EXERCISE ▸
Count the lines in the records below that contain the string "white", treating uppercase and lowercase as different. Reply with the number only.
-=-=-=-=-
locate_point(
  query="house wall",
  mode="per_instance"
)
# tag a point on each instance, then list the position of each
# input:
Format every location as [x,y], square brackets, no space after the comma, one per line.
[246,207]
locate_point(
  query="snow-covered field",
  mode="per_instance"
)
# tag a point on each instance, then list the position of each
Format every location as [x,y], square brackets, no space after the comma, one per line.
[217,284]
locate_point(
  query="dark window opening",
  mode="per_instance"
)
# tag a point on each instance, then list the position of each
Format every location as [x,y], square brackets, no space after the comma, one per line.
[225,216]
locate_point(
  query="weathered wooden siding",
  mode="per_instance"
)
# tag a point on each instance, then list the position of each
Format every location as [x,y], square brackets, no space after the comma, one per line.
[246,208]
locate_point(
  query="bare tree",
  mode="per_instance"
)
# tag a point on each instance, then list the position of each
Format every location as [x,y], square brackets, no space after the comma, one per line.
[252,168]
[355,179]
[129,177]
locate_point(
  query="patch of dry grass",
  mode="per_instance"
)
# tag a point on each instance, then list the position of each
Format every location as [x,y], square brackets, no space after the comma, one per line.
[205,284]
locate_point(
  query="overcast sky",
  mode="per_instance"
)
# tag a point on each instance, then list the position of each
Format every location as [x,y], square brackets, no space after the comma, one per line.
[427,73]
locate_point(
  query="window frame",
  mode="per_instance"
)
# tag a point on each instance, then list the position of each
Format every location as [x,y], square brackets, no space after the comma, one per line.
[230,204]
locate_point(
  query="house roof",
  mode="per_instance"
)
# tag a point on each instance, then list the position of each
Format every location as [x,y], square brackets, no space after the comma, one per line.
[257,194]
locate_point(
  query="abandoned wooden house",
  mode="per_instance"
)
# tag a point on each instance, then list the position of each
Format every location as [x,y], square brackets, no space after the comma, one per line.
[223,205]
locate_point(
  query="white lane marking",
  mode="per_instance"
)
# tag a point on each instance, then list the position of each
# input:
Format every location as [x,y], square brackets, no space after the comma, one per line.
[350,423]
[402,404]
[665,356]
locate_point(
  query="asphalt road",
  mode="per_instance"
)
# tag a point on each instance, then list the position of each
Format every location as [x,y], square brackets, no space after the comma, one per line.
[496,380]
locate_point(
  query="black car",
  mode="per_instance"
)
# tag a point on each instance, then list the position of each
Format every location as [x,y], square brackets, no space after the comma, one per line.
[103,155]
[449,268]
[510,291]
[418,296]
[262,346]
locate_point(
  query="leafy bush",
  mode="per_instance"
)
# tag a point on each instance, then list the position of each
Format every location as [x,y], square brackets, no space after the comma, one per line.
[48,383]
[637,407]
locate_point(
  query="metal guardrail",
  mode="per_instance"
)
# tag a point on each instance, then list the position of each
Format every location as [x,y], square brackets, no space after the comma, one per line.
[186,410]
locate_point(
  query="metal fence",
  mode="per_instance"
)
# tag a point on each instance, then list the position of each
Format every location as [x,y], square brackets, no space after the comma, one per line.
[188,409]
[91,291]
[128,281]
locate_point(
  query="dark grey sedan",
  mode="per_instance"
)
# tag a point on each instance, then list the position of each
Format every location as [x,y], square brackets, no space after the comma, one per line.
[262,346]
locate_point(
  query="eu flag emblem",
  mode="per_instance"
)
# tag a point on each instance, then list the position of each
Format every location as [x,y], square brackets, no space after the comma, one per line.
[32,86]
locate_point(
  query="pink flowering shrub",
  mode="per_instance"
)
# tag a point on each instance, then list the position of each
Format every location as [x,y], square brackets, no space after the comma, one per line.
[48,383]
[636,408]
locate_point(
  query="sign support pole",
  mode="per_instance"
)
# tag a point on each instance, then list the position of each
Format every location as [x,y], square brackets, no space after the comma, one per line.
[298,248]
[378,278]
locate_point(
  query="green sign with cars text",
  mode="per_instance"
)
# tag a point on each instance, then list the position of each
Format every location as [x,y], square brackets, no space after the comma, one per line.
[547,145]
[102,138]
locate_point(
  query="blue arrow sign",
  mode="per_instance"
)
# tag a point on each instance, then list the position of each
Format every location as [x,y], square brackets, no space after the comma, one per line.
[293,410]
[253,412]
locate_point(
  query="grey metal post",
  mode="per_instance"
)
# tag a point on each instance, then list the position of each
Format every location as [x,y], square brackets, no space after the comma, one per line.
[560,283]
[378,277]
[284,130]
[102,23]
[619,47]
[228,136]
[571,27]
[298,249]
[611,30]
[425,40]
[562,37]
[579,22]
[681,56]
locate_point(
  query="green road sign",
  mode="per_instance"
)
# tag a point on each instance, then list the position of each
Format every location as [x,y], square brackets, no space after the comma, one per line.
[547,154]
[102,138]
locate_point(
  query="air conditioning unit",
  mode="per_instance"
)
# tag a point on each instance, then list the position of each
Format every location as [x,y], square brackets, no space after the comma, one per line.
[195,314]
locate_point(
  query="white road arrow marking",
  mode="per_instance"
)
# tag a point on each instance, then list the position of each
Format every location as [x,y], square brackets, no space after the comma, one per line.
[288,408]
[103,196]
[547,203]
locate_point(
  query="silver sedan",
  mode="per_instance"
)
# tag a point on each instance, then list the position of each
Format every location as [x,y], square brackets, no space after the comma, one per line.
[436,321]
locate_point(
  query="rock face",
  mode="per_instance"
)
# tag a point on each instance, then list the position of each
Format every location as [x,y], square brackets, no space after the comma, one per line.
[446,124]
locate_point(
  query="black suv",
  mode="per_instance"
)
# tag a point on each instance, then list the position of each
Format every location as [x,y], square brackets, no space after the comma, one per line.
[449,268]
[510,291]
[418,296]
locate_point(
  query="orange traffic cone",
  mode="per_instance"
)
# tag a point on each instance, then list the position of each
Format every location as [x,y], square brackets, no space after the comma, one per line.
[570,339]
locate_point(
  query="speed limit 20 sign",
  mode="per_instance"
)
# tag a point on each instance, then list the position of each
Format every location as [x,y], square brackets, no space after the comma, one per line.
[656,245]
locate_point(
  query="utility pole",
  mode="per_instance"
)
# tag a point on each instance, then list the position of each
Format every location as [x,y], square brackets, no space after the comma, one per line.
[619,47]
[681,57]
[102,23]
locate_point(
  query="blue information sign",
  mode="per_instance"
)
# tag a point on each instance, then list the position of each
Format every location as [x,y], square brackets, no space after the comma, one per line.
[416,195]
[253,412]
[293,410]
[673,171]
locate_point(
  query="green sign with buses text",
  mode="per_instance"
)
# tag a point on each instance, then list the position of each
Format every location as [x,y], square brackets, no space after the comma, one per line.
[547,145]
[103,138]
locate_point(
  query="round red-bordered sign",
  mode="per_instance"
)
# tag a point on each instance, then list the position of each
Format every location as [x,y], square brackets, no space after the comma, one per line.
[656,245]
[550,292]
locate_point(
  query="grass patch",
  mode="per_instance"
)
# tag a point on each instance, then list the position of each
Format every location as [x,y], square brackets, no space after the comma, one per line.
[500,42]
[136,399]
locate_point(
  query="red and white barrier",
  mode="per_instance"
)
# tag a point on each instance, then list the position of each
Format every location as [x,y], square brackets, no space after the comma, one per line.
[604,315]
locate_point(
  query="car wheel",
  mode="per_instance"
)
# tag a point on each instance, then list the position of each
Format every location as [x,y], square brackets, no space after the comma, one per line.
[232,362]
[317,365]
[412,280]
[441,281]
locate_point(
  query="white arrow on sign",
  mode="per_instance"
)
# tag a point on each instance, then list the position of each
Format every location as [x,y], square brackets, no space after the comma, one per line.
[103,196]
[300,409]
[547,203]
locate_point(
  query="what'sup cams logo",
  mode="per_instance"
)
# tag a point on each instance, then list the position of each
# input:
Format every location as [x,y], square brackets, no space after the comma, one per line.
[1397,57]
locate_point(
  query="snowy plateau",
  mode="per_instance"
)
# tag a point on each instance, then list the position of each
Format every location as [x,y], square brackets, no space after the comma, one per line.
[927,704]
-=-=-=-=-
TASK SOLUTION ▸
4